### Aim of the task
Count the lines in the records that contain the string "rough". Reply with the number alone.

### Given information
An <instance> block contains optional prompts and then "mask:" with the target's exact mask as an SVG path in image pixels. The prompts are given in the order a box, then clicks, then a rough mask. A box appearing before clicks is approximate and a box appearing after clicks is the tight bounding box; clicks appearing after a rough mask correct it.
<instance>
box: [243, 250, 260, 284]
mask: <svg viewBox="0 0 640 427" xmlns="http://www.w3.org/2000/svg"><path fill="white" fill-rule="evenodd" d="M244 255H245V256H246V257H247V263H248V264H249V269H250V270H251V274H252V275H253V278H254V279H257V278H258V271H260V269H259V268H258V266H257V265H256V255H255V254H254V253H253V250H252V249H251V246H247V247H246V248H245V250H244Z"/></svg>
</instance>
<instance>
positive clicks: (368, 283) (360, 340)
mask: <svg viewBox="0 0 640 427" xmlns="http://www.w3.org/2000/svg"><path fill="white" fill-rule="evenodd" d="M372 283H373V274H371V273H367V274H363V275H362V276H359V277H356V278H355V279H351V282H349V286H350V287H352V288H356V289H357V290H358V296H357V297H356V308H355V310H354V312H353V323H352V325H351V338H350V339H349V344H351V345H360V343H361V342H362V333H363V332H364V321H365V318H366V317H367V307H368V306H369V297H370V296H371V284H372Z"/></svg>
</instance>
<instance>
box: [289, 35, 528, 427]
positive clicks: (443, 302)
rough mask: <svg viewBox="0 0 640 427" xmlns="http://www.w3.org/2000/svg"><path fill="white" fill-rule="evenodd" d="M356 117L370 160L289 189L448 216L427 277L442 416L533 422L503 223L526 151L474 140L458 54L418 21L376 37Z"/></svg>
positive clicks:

==

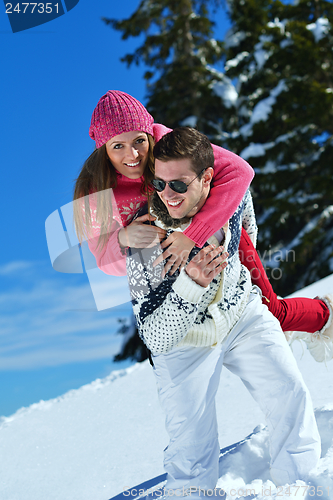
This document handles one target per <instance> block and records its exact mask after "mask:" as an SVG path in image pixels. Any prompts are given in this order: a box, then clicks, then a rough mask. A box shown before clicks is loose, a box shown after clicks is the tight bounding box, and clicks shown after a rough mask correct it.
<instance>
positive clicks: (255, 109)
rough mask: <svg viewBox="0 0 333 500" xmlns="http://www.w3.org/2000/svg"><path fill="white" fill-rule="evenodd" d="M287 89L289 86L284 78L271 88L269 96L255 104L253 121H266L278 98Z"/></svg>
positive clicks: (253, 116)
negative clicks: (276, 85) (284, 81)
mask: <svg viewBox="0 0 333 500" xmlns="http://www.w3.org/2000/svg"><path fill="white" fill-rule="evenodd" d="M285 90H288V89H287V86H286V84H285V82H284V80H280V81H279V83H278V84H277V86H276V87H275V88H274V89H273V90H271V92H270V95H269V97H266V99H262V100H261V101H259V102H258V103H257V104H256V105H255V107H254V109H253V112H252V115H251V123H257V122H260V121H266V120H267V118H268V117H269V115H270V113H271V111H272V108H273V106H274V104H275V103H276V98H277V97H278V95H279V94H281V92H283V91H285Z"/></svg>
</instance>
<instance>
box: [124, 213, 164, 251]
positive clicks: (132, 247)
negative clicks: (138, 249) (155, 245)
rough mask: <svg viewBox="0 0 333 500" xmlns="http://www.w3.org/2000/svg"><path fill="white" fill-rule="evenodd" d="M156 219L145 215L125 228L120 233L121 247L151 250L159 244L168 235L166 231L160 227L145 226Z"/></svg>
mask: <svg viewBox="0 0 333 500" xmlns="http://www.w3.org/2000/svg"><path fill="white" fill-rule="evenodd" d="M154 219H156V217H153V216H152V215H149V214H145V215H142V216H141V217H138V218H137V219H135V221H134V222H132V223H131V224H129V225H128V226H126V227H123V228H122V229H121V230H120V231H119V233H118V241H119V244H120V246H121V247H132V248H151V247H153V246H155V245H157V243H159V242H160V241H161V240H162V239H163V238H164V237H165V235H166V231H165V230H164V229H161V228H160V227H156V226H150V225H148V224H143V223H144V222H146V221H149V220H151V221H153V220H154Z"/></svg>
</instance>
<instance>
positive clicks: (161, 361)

### Task answer
5